— start of RECORDS SHOWN —

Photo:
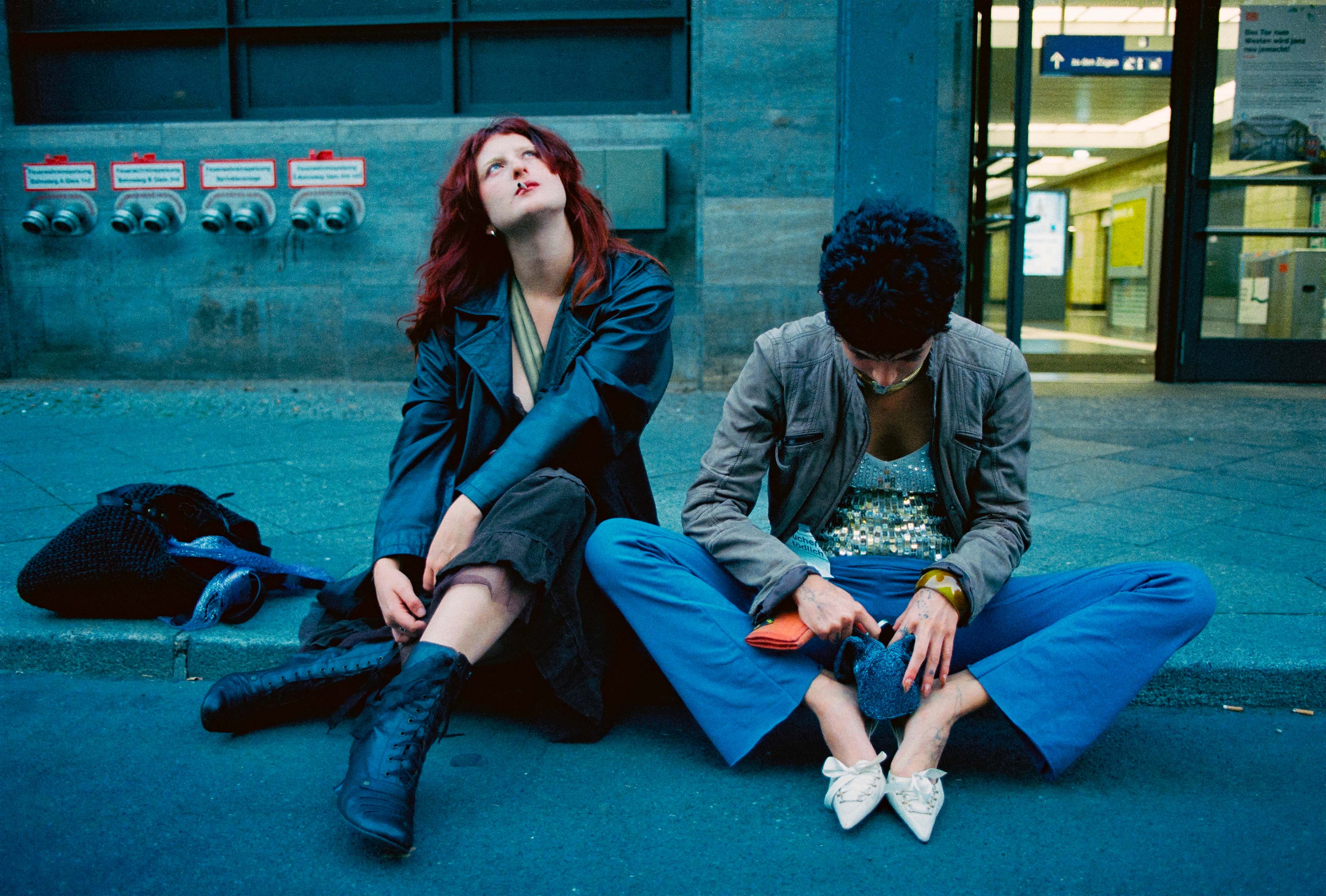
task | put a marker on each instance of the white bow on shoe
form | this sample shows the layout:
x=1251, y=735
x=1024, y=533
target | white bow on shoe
x=917, y=800
x=854, y=791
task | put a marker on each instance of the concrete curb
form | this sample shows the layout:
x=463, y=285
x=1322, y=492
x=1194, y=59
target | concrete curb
x=1251, y=661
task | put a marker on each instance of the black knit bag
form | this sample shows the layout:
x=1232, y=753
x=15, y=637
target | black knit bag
x=112, y=561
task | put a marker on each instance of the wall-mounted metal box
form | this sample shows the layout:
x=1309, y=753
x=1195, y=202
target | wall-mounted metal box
x=632, y=182
x=1297, y=288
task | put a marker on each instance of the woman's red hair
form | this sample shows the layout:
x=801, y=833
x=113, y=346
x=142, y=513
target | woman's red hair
x=465, y=260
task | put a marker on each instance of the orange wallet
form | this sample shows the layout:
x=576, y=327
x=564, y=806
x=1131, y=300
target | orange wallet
x=780, y=633
x=787, y=633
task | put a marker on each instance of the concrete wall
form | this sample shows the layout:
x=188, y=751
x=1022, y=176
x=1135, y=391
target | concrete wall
x=766, y=99
x=284, y=304
x=751, y=194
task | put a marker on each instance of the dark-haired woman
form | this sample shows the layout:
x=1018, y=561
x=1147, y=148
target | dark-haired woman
x=543, y=349
x=894, y=437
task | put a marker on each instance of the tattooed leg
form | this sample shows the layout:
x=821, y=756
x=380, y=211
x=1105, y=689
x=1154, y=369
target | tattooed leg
x=927, y=730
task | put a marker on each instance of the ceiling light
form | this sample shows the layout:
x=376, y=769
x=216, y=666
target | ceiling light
x=1109, y=14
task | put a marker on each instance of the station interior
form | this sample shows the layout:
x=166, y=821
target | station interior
x=1104, y=144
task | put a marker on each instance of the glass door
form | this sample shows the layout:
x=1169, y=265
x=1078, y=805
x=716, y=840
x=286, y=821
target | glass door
x=1251, y=264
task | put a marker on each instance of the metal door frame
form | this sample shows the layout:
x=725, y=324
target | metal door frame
x=1182, y=353
x=980, y=224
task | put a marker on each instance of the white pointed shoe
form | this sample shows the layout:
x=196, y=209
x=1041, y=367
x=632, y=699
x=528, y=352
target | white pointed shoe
x=854, y=791
x=917, y=800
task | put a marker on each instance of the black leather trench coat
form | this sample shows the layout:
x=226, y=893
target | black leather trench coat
x=605, y=370
x=606, y=366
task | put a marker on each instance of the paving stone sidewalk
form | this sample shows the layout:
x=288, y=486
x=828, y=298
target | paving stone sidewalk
x=1231, y=478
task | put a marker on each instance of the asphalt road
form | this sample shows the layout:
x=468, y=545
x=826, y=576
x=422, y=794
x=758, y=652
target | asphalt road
x=113, y=788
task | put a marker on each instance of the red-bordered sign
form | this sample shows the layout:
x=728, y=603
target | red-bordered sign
x=238, y=174
x=59, y=173
x=146, y=173
x=324, y=170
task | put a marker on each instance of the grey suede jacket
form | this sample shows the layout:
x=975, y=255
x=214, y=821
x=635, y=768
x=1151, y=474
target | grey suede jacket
x=797, y=413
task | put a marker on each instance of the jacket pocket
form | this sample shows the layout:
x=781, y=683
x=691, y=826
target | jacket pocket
x=802, y=439
x=967, y=441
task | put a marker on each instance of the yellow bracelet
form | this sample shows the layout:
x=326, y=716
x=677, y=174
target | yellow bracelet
x=946, y=584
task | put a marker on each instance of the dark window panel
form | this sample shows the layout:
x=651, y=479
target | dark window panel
x=572, y=9
x=350, y=72
x=120, y=77
x=577, y=70
x=276, y=11
x=32, y=15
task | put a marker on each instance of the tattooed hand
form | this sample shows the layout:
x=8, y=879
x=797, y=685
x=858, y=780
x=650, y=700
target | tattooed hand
x=934, y=621
x=829, y=612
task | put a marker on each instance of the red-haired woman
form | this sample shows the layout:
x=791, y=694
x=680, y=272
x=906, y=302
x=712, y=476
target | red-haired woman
x=543, y=349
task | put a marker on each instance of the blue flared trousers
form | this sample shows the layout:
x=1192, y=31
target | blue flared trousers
x=1058, y=654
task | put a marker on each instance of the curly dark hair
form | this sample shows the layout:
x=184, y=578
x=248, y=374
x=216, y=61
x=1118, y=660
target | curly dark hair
x=889, y=275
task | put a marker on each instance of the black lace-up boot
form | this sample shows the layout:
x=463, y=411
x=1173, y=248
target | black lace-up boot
x=390, y=743
x=307, y=686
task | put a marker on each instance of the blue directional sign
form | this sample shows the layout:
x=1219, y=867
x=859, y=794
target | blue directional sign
x=1096, y=55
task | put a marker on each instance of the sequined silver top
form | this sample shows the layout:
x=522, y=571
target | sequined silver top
x=890, y=508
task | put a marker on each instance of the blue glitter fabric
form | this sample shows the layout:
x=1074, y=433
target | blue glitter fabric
x=878, y=673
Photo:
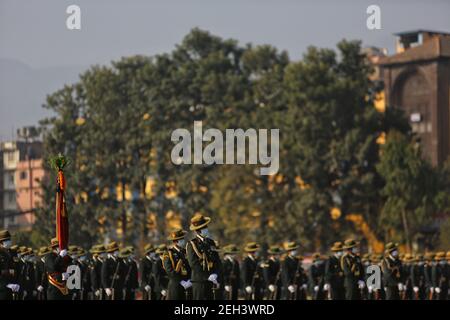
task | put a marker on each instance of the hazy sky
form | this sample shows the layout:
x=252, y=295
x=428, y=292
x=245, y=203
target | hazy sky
x=38, y=54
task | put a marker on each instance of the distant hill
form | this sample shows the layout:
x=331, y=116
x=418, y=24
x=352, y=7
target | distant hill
x=23, y=90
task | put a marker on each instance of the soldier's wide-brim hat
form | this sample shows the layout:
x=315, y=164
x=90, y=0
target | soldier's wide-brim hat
x=251, y=247
x=5, y=235
x=391, y=246
x=54, y=243
x=124, y=253
x=113, y=246
x=291, y=246
x=43, y=251
x=349, y=244
x=177, y=235
x=149, y=248
x=198, y=222
x=162, y=248
x=440, y=256
x=97, y=249
x=274, y=250
x=230, y=249
x=337, y=246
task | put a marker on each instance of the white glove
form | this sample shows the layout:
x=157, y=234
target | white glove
x=212, y=277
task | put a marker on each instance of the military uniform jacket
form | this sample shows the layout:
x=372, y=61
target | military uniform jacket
x=112, y=275
x=7, y=272
x=392, y=272
x=272, y=272
x=160, y=276
x=96, y=274
x=333, y=272
x=352, y=269
x=146, y=272
x=203, y=258
x=231, y=272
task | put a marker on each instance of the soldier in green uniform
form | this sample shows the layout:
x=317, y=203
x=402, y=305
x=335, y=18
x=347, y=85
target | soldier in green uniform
x=95, y=269
x=293, y=276
x=440, y=277
x=111, y=274
x=316, y=277
x=334, y=276
x=231, y=272
x=28, y=277
x=177, y=267
x=159, y=273
x=393, y=277
x=8, y=275
x=418, y=280
x=353, y=270
x=272, y=273
x=251, y=270
x=56, y=263
x=204, y=259
x=41, y=273
x=146, y=267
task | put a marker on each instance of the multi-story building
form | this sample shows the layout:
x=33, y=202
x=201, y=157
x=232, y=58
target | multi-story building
x=21, y=171
x=417, y=80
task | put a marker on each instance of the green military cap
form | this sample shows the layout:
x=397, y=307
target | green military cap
x=251, y=247
x=291, y=245
x=5, y=235
x=98, y=248
x=230, y=249
x=337, y=246
x=162, y=248
x=275, y=250
x=149, y=248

— end of RECORDS SHOWN —

WORK TO DO:
Format every line of the items above as a numbered list, with blank lines omitted. Keep the pictures out of your answer.

OUTPUT OF THE TASK:
1. Photo:
2. task | put a marker on each instance of the white bow on shoe
3. form | this sample shows the layout:
4. x=1251, y=735
5. x=1024, y=533
6. target | white bow on shoe
7. x=917, y=800
8. x=854, y=791
9. task | put a marker on each instance of the concrete curb
10. form | this sample shows the layout:
11. x=463, y=285
12. x=1322, y=492
13. x=1194, y=59
14. target | concrete curb
15. x=1251, y=661
16. task | put a marker on each instance of the black knit bag
17. form | this sample shows the layout:
18. x=1232, y=753
19. x=15, y=637
20. target | black knit bag
21. x=112, y=561
22. task | put a marker on each instance of the wall-mounted metal box
23. form | this sample shows the layout:
24. x=1309, y=753
25. x=1195, y=202
26. target | wall-mounted metal box
27. x=632, y=182
28. x=1297, y=288
29. task | put a marker on each instance of the woman's red hair
30. form | this sample shows the layout:
31. x=801, y=833
32. x=113, y=346
33. x=142, y=513
34. target | woman's red hair
35. x=465, y=260
36. task | put a marker on each instance of the orange wallet
37. form | this sample shows the layout:
38. x=576, y=327
39. x=564, y=806
40. x=1131, y=300
41. target | orange wallet
42. x=780, y=633
43. x=787, y=633
44. task | put a marker on each instance of the concrete wall
45. form | this sample shows the layout:
46. x=188, y=751
47. x=1022, y=176
48. x=1135, y=391
49. target | concrete wall
50. x=766, y=99
51. x=284, y=304
52. x=751, y=194
53. task | put a marker on each instance of the dark-haired woman
54. form | this sample shows the layout:
55. x=1018, y=561
56. x=1147, y=148
57. target | dark-haired woman
58. x=543, y=349
59. x=894, y=437
60. task | put a marker on each instance of the tattooed leg
61. form | this sample shows the layout:
62. x=821, y=756
63. x=380, y=211
64. x=1105, y=689
65. x=1154, y=369
66. target | tattooed leg
67. x=927, y=730
68. task | put a marker on each instance of the ceiling light
69. form | this sample shows the layout:
70. x=376, y=769
71. x=216, y=666
72. target | ceiling light
73. x=1109, y=14
74. task | put a marker on each instance of the station interior
75. form | this sample shows the layout:
76. x=166, y=821
77. target | station interior
78. x=1104, y=144
79. task | put a marker on each instance of the glass door
80. form | this sample shows the layout:
81. x=1169, y=265
82. x=1078, y=805
83. x=716, y=840
84. x=286, y=821
85. target | glass door
86. x=1251, y=264
87. task | put a marker on each instance of the metal door frame
88. form | this sample shows the layout:
89. x=725, y=324
90. target | metal door frame
91. x=1182, y=353
92. x=980, y=224
93. task | put a marker on each instance of the white pointed shoe
94. form | this sample shows the layout:
95. x=196, y=209
96. x=1041, y=367
97. x=632, y=699
98. x=528, y=352
99. target | white pointed shoe
100. x=854, y=791
101. x=917, y=800
102. task | put a marker on each instance of the black leather trench coat
103. form | this sample shows the layout:
104. x=226, y=893
105. target | black leather trench coat
106. x=605, y=370
107. x=606, y=366
108. task | put a marker on each instance of the paving stone sidewalk
109. form | this sample shows the layout:
110. x=288, y=486
111. x=828, y=298
112. target | paving stone sidewalk
113. x=1231, y=478
114. task | put a marker on each instance of the asphalt road
115. form | this sample shows the layout:
116. x=468, y=545
117. x=826, y=576
118. x=422, y=794
119. x=758, y=652
120. target | asphalt road
121. x=113, y=788
122. task | put a marker on each instance of the red-bordered sign
123. form | this sample shows the layout:
124. x=728, y=603
125. target | red-bordered sign
126. x=238, y=174
127. x=59, y=173
128. x=146, y=173
129. x=324, y=170
130. task | put a marker on each instance of the grey suede jacket
131. form | this sample shows the layout:
132. x=975, y=255
133. x=214, y=821
134. x=635, y=768
135. x=1151, y=474
136. target | grey suede jacket
137. x=797, y=413
138. task | put a marker on each instance of the jacket pocket
139. form | this sample shows the layout:
140. x=781, y=683
141. x=691, y=826
142. target | jacket pocket
143. x=802, y=439
144. x=967, y=441
145. task | put a marker on each instance of the yellow bracelet
146. form | this sample shows the layout:
147. x=326, y=716
148. x=677, y=174
149. target | yellow bracelet
150. x=946, y=584
151. task | put a marker on each instance of the dark window panel
152. form | this sample shows the layout:
153. x=651, y=479
154. target | dark window panel
155. x=572, y=9
156. x=350, y=72
157. x=120, y=77
158. x=577, y=70
159. x=276, y=11
160. x=32, y=15
161. task | put a marker on each instance of the tattooed hand
162. form | this sample shows the layout:
163. x=8, y=879
164. x=797, y=685
165. x=858, y=780
166. x=650, y=700
167. target | tattooed hand
168. x=934, y=621
169. x=829, y=612
170. task | put a marker on each instance of the red-haired woman
171. form | this sample shows the layout:
172. x=791, y=694
173. x=680, y=272
174. x=906, y=302
175. x=712, y=476
176. target | red-haired woman
177. x=543, y=349
178. task | put a marker on each instance of the blue flared trousers
179. form | this sample shows the layout:
180. x=1192, y=31
181. target | blue flared trousers
182. x=1058, y=654
183. task | put a marker on each instance of the curly dark hair
184. form | this sample shows the layout:
185. x=184, y=578
186. x=248, y=374
187. x=216, y=61
188. x=1118, y=660
189. target | curly dark hair
190. x=889, y=275
191. task | put a marker on each instance of the black lace-up boot
192. form | this sample shows the layout:
193. x=463, y=411
194. x=1173, y=248
195. target | black lace-up boot
196. x=390, y=743
197. x=307, y=686
198. task | put a marker on each instance of the blue directional sign
199. form | this sample shows the layout:
200. x=1219, y=867
201. x=859, y=794
202. target | blue directional sign
203. x=1096, y=55
204. task | put a marker on each instance of the sequined silver top
205. form | this sample shows the layout:
206. x=522, y=571
207. target | sequined silver top
208. x=890, y=508
209. task | put a marker on each instance of the blue glitter fabric
210. form | this sample shows the layout:
211. x=1074, y=433
212. target | blue glitter fabric
213. x=878, y=673
214. Photo:
215. task | put a marker on each instance of the hazy sky
216. form | this sample shows the layout:
217. x=252, y=295
218. x=428, y=292
219. x=245, y=203
220. target | hazy sky
221. x=38, y=54
222. task | put a marker on each instance of the distant hill
223. form | this sample shows the layout:
224. x=331, y=116
225. x=418, y=24
226. x=352, y=7
227. target | distant hill
228. x=23, y=90
229. task | put a marker on each instance of the soldier's wide-brim hat
230. form | this sample shows the layout:
231. x=315, y=164
232. x=90, y=0
233. target | soldier's wide-brim hat
234. x=251, y=247
235. x=5, y=235
236. x=391, y=246
237. x=54, y=243
238. x=124, y=253
239. x=113, y=246
240. x=291, y=246
241. x=43, y=251
242. x=349, y=244
243. x=177, y=235
244. x=149, y=248
245. x=198, y=222
246. x=162, y=248
247. x=440, y=256
248. x=97, y=249
249. x=274, y=250
250. x=230, y=249
251. x=337, y=246
252. task | put a marker on each instance of the white glove
253. form | this sample shows the layout:
254. x=157, y=234
255. target | white glove
256. x=212, y=277
257. task | put a marker on each instance of the military uniform jacket
258. form | this sample shows the layout:
259. x=372, y=61
260. target | military uniform jacket
261. x=112, y=275
262. x=7, y=272
263. x=392, y=272
264. x=272, y=272
265. x=160, y=276
266. x=96, y=274
267. x=333, y=272
268. x=352, y=269
269. x=146, y=272
270. x=203, y=258
271. x=231, y=272
272. task | put a marker on each instance of the soldier in green uniform
273. form | this sample shows the layout:
274. x=317, y=203
275. x=402, y=305
276. x=335, y=18
277. x=347, y=85
278. target | soldier in green uniform
279. x=95, y=269
280. x=293, y=276
281. x=440, y=277
282. x=111, y=274
283. x=316, y=277
284. x=334, y=276
285. x=231, y=272
286. x=28, y=277
287. x=177, y=267
288. x=159, y=273
289. x=393, y=277
290. x=8, y=275
291. x=418, y=280
292. x=353, y=270
293. x=272, y=273
294. x=251, y=270
295. x=56, y=263
296. x=204, y=259
297. x=41, y=273
298. x=146, y=267
299. task | put a marker on each instance of the multi-story building
300. form | this sample shows the layout:
301. x=33, y=202
302. x=201, y=157
303. x=232, y=58
304. target | multi-story building
305. x=21, y=171
306. x=417, y=80
307. task | put a marker on each instance of the green military cap
308. form | this sample shows the layout:
309. x=397, y=307
310. target | green military cap
311. x=251, y=247
312. x=291, y=245
313. x=5, y=235
314. x=98, y=248
315. x=230, y=249
316. x=337, y=246
317. x=162, y=248
318. x=275, y=250
319. x=149, y=248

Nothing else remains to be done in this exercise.